> [Supplied data]
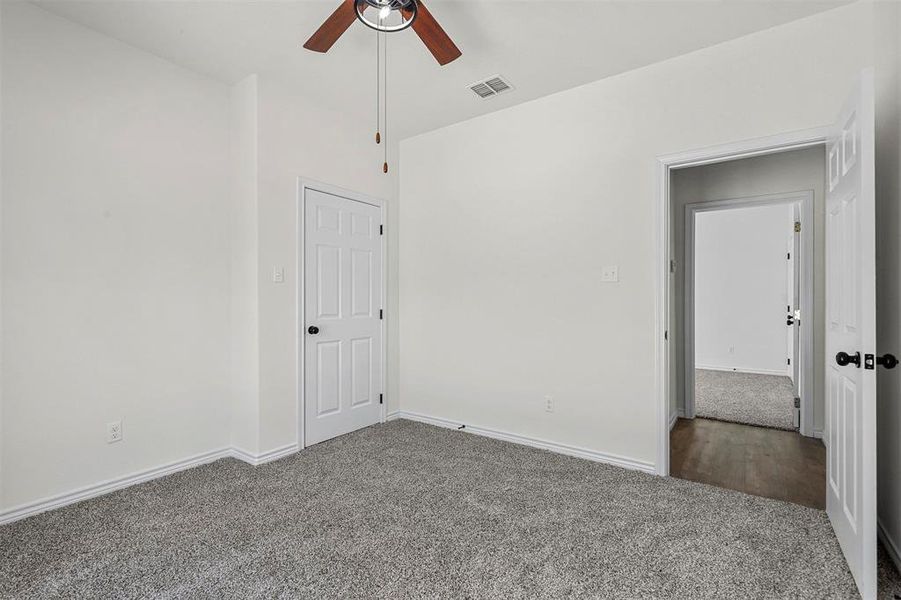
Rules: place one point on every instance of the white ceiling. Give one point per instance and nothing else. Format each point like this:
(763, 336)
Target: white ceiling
(541, 46)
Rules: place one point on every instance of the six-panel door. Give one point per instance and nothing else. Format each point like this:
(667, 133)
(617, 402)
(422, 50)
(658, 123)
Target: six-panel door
(342, 295)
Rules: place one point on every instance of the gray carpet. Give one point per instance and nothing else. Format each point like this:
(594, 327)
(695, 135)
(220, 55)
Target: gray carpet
(762, 400)
(405, 510)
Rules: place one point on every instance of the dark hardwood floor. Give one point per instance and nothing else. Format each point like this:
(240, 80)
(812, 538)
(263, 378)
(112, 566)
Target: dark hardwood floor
(756, 460)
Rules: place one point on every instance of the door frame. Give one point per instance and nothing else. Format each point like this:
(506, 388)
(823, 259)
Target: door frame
(304, 184)
(806, 261)
(663, 369)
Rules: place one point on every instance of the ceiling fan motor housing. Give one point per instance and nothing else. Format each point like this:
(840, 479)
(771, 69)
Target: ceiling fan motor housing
(386, 15)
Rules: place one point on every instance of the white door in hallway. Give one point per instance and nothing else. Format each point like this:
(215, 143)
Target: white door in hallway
(851, 335)
(342, 327)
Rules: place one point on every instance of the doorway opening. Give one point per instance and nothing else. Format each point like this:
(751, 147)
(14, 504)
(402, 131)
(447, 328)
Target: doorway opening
(746, 325)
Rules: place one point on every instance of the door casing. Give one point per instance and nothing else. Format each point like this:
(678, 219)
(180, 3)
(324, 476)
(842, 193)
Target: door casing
(304, 184)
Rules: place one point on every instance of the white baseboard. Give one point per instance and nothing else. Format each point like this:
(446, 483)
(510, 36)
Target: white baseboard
(781, 373)
(610, 459)
(261, 459)
(111, 485)
(894, 550)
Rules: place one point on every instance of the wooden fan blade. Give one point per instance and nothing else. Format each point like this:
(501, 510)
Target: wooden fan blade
(329, 32)
(434, 37)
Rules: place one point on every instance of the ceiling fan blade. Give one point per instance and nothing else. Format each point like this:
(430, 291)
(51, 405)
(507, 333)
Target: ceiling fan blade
(329, 32)
(434, 37)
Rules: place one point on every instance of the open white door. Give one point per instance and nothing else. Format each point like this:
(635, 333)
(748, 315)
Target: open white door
(851, 334)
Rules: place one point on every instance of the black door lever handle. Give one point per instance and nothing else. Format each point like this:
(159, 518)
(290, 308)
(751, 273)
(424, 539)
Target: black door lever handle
(887, 360)
(844, 359)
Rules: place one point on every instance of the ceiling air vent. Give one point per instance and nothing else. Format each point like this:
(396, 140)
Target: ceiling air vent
(491, 87)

> [What to work on]
Once the pictures are removed, copy the material above exactly.

> [Exercise answer]
Rules: place one point on every instance of the white ceiling. Give one point per instance and nothing else. Format each point like this:
(763, 336)
Target: white ceiling
(541, 46)
Rules: place one point on every instance of the six-panel door. Give one point per instance and nothing else. Format each point like this:
(667, 133)
(617, 402)
(422, 50)
(658, 123)
Target: six-panel door
(342, 295)
Rules: place one point on every instance of the gray carpet. Give one point per instance and nothing else. Format each point like this:
(594, 327)
(695, 135)
(220, 55)
Target: gray carpet
(762, 400)
(405, 510)
Rules: place one point on every instance of the dark hardwood floor. Give one point per instance and nothing else. Format each point like this:
(240, 80)
(812, 538)
(263, 378)
(112, 566)
Target: dark hardwood floor
(756, 460)
Rules: place one point on every instance of the door frame. Give one point per instance and nothing else. Format each point like this:
(506, 388)
(823, 259)
Target: door frame
(304, 184)
(806, 261)
(663, 369)
Rules: place one point on every instance of the ceiling fan motor housing. Give one point per instance and nothing else. Format each point like this:
(840, 479)
(771, 69)
Target: ceiling fan motor housing
(386, 15)
Rules: place one point on every instance of the white door in hallway. Give one point per instance and nothing else. Format each point like this:
(215, 143)
Target: white door in hallway
(851, 335)
(342, 327)
Rules: place one point on every instance of the doorway opening. Give one point per instance and nothing else. Format each point like this:
(751, 147)
(14, 504)
(402, 131)
(447, 328)
Target: doorway opening
(746, 325)
Rules: place one point on every instance of the door casing. Give one point per instance and nothing else. Format each point like this:
(678, 219)
(180, 3)
(324, 476)
(842, 193)
Target: door casing
(304, 184)
Rules: place one point on every instance of the white baseboard. Give one point per instance and nothing else. Format each point like this:
(446, 483)
(510, 36)
Target: white baseboard
(781, 373)
(610, 459)
(261, 459)
(111, 485)
(894, 550)
Rules: place one point on every instance of the wooden fan blade. Give one point per instance and nothing else. Format each point like this:
(501, 510)
Target: wooden fan blade
(329, 32)
(434, 37)
Rules: place one point on every instance of the ceiling fan blade. Give one point per instance and nothing else. Format each point like this:
(430, 291)
(51, 405)
(507, 333)
Target: ceiling fan blade
(329, 32)
(434, 37)
Rules: place one point on every instance of the open white door. Give one point per instance and nothing else. Format each point like this:
(635, 333)
(748, 315)
Target: open white door
(851, 334)
Rules: place one point on every instance of the black door lever handle. Give one point per instance and nothing else. Format each point like this:
(159, 518)
(290, 308)
(751, 273)
(424, 539)
Target: black door lever handle
(887, 360)
(844, 359)
Rules: place one point on every instance of the ceiling air vent. Give one point per instance and nothing else. Format each point like this:
(396, 140)
Target: ceiling air vent
(491, 87)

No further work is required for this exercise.